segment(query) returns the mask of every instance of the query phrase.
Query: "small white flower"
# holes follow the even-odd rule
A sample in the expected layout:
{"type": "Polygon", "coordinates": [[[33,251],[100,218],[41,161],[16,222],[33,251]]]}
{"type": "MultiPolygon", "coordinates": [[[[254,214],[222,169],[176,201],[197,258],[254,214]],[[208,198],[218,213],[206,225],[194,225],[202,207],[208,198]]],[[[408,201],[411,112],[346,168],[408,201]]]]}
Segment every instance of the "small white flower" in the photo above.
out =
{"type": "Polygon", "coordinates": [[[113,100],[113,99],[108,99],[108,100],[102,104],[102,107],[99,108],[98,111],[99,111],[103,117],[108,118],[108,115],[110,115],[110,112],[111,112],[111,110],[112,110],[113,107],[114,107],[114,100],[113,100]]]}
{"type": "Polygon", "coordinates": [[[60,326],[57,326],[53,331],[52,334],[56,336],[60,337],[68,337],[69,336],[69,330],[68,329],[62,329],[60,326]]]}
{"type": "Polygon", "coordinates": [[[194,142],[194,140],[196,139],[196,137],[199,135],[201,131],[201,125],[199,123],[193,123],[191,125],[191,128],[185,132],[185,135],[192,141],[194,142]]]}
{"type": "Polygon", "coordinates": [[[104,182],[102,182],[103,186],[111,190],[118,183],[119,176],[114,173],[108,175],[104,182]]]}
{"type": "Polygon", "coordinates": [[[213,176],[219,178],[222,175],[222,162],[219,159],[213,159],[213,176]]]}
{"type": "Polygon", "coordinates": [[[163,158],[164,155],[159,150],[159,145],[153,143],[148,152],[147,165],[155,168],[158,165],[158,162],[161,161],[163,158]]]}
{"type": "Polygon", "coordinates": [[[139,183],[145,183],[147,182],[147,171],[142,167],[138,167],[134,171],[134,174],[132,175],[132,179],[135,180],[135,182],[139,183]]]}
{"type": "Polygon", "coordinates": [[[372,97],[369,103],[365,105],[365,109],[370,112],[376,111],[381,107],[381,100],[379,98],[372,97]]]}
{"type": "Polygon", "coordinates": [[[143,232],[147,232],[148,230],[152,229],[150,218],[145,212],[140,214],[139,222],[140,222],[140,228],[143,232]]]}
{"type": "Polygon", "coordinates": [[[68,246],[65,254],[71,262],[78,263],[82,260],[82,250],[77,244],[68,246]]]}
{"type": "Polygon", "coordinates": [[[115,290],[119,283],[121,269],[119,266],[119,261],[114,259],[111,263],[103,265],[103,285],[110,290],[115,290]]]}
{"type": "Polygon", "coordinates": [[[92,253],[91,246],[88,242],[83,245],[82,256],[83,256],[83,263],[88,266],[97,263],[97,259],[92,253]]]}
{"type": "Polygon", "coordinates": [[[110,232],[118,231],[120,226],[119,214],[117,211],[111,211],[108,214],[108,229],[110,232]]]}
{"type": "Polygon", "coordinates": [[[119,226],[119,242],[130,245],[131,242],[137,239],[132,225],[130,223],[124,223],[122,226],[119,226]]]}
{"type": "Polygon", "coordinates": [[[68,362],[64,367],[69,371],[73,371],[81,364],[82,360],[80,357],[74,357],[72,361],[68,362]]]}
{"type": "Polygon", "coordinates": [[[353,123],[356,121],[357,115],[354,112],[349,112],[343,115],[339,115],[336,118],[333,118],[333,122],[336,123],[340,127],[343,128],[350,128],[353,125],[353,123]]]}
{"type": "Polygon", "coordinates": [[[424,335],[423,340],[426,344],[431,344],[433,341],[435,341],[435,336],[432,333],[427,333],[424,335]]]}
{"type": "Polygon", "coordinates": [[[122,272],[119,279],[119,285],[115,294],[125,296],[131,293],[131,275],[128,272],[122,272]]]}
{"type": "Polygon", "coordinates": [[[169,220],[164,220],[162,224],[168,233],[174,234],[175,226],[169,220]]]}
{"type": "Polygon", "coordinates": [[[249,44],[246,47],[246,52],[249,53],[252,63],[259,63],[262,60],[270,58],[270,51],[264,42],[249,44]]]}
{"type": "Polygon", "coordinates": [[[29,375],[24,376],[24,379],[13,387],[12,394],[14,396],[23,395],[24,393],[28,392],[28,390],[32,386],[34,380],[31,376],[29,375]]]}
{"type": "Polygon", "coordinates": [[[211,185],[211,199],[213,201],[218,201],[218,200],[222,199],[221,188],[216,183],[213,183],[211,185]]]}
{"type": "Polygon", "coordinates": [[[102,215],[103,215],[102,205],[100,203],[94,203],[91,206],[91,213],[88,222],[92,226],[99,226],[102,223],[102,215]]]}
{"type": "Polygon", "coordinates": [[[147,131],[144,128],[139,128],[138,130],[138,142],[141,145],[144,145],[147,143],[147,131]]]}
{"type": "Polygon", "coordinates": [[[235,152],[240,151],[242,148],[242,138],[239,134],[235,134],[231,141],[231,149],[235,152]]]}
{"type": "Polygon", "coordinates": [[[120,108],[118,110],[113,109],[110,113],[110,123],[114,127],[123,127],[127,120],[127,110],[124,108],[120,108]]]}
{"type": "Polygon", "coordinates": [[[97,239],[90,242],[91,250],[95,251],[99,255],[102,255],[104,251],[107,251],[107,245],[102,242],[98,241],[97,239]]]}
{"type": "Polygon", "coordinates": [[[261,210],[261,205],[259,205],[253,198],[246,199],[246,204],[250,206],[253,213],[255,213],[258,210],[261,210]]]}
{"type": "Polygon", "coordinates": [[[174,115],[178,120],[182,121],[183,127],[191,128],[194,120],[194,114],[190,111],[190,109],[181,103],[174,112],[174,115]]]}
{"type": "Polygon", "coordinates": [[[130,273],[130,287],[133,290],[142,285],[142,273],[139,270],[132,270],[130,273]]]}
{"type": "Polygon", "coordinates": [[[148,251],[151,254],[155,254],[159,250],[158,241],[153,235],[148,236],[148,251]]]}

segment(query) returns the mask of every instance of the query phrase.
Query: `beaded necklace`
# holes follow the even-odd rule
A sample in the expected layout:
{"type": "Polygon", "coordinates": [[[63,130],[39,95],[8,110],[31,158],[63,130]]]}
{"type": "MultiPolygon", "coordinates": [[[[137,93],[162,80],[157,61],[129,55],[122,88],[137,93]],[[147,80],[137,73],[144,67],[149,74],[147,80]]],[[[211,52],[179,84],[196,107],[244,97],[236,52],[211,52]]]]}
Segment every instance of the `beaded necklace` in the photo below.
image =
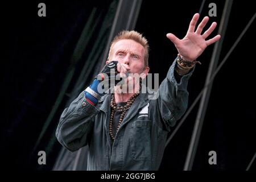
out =
{"type": "Polygon", "coordinates": [[[123,106],[117,106],[117,104],[115,102],[115,97],[114,94],[112,94],[112,98],[110,102],[110,106],[111,106],[111,114],[110,114],[110,119],[109,121],[109,135],[110,135],[111,138],[114,140],[115,139],[115,136],[112,133],[112,127],[113,127],[113,121],[114,118],[114,115],[115,114],[115,111],[120,113],[122,112],[122,114],[120,116],[120,118],[119,119],[118,124],[117,127],[116,134],[117,133],[117,131],[118,131],[119,128],[120,127],[120,125],[123,121],[123,117],[125,117],[125,113],[127,111],[128,109],[131,107],[131,105],[133,102],[135,100],[137,96],[139,95],[139,93],[134,94],[131,97],[129,100],[127,102],[127,104],[123,106]]]}

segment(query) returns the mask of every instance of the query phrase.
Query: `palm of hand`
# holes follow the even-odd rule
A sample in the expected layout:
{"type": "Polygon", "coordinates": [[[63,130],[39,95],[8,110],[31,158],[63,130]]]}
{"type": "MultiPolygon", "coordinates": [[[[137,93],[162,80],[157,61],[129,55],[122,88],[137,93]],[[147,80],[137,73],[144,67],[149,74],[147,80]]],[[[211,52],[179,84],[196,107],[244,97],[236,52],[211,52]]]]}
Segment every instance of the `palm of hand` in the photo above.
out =
{"type": "Polygon", "coordinates": [[[167,36],[172,41],[180,55],[184,59],[193,61],[196,60],[205,49],[208,46],[218,41],[220,35],[218,35],[208,40],[205,39],[216,28],[217,23],[213,22],[211,26],[203,35],[203,29],[207,24],[209,18],[205,16],[199,25],[195,32],[196,23],[199,18],[199,14],[196,14],[193,17],[187,33],[183,39],[179,39],[172,34],[168,34],[167,36]]]}

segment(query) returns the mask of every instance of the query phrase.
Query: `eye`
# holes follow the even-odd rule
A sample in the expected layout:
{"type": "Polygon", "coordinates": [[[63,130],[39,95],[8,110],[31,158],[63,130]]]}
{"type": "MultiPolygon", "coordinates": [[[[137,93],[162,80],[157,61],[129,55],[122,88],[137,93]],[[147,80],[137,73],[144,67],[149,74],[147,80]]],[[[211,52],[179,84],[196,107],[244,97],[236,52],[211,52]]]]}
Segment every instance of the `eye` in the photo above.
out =
{"type": "Polygon", "coordinates": [[[124,56],[124,54],[123,54],[123,53],[122,53],[122,52],[119,52],[119,53],[118,53],[118,55],[119,56],[124,56]]]}
{"type": "Polygon", "coordinates": [[[139,56],[136,56],[136,55],[133,55],[133,58],[137,59],[139,59],[139,56]]]}

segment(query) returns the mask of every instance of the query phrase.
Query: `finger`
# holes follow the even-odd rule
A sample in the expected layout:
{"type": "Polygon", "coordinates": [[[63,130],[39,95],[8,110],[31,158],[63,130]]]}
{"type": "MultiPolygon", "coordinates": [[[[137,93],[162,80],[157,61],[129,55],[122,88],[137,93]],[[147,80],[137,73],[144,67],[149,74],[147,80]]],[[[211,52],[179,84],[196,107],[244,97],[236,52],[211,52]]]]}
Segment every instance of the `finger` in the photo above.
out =
{"type": "Polygon", "coordinates": [[[120,63],[117,63],[117,71],[119,72],[119,73],[120,73],[121,72],[121,65],[120,65],[120,63]]]}
{"type": "Polygon", "coordinates": [[[193,32],[195,31],[195,27],[196,27],[196,22],[197,22],[199,18],[199,14],[196,13],[193,16],[191,21],[190,22],[188,32],[193,32]]]}
{"type": "Polygon", "coordinates": [[[220,35],[217,35],[216,36],[214,36],[213,38],[209,39],[208,40],[207,40],[206,42],[207,46],[210,45],[210,44],[214,43],[214,42],[216,42],[217,41],[220,40],[220,38],[221,38],[220,35]]]}
{"type": "Polygon", "coordinates": [[[210,34],[212,34],[213,30],[214,30],[216,26],[217,26],[216,22],[212,23],[212,24],[210,25],[210,27],[204,33],[204,34],[203,34],[202,36],[204,38],[204,39],[205,39],[206,38],[207,38],[208,36],[210,35],[210,34]]]}
{"type": "Polygon", "coordinates": [[[167,38],[168,38],[172,43],[176,45],[179,43],[179,41],[180,39],[179,39],[175,35],[174,35],[172,34],[169,33],[166,35],[166,36],[167,38]]]}
{"type": "Polygon", "coordinates": [[[207,23],[207,22],[209,20],[209,17],[205,16],[203,20],[201,22],[201,23],[199,24],[199,25],[197,27],[197,28],[196,29],[196,33],[197,34],[200,35],[202,32],[203,29],[205,26],[205,24],[207,23]]]}
{"type": "Polygon", "coordinates": [[[124,67],[127,71],[129,71],[130,69],[129,66],[126,64],[122,64],[122,65],[124,67]]]}

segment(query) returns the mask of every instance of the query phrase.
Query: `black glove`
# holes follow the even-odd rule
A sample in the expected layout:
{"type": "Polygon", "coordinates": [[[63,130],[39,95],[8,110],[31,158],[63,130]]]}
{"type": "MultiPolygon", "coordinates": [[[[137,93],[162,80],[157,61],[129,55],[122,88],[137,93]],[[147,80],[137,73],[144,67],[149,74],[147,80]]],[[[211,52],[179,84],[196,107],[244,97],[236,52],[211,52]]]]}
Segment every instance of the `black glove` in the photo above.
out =
{"type": "Polygon", "coordinates": [[[118,63],[117,61],[112,61],[106,64],[95,78],[97,79],[100,82],[102,81],[108,81],[109,85],[114,81],[114,84],[116,85],[122,80],[122,78],[119,77],[119,73],[117,72],[117,63],[118,63]]]}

- **The exercise**
Report every line of the material that contains the word "beaded", treating uppercase and lowercase as different.

- **Answer to the task**
Query: `beaded necklace`
Segment every instance of the `beaded necklace` in the photo below.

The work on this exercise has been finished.